THE INPUT START
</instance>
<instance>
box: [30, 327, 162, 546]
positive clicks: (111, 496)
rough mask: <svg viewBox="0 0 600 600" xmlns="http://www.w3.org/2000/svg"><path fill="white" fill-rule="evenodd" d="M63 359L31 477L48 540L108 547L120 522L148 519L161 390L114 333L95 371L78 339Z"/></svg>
THE INPUT END
All of the data must be written out again, exactly as it stands.

**FINISHED TASK**
</instance>
<instance>
box: [30, 327, 162, 546]
positive clicks: (111, 496)
rough mask: <svg viewBox="0 0 600 600" xmlns="http://www.w3.org/2000/svg"><path fill="white" fill-rule="evenodd" d="M63 359L31 477L48 540L108 547L120 522L148 519L161 390L114 333L95 371L78 339Z"/></svg>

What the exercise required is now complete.